## [PASSAGE TO READ]
·····

The conservative assertion that government spending "crowds out" private investment has been ascendant since Ronald Reagan's claim that "government is not the solution to our problem; government is the problem." The idea is that the government is so big that it discourages private investors from competing in the marketplace.
Today, we face the reverse condition: the casino market that dominates the finance sector is crowding out important public investments. The deregulation of the financial sector — promoted by Republican and Democratic administrations — has changed America from an economy focused on sustainable growth toward a free-for-all for the wealthy.
This change is called "financialization." The financial sector has grown to almost 8 percent of GDP, from about 4 percent in Reagan's time. That the financial sector has grown isn't necessarily a problem; what is a problem is that it has grown faster than the rest of the economy. The purpose of the financial sector is to facilitate investment in a wide array of activities — to grease the wheels of the economy, so to speak. If the rest of the economy doesn't grow along with the financial sector, it is not fulfilling that purpose.
Financialization causes many problems. First, the financial industry is a poor producer of middle-class jobs, disproportionately benefiting high-end earners (see chart). Second, the financial industry is extremely myopic when it comes to economic trends. One study finds that the growth of the financial sector has decreased long-term investment in the real economy because financiers work in short-term gains and losses. Finally, financial "innovations" like securitization and derivatives have freed trading markets to grow unconstrained by the actual amount of stocks, bonds, and commodities in the real economy. One need only to recall the mortgage-backed market that crashed in 2008 to grasp the scope of this phenomenon.

·····

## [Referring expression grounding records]
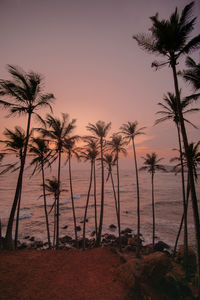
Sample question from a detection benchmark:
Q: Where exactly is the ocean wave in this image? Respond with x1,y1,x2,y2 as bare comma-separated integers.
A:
15,213,33,220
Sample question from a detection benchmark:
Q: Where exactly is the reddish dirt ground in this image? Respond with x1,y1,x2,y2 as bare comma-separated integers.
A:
0,248,128,300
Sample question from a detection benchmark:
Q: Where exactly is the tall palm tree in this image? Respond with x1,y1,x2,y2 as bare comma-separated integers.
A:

·····

## [ACTIVITY]
Answer these questions from the passage on financialization:
(a) What share of GDP has the financial sector grown to?
(b) What name does the passage give to America's change from an economy focused on sustainable growth toward a free-for-all for the wealthy?
(c) Which market crashed in 2008?
The records are separate material with no connection to the passage on financialization.

## [THE COMPLETED TASK]
(a) Almost 8 percent.
(b) Financialization.
(c) The mortgage-backed market.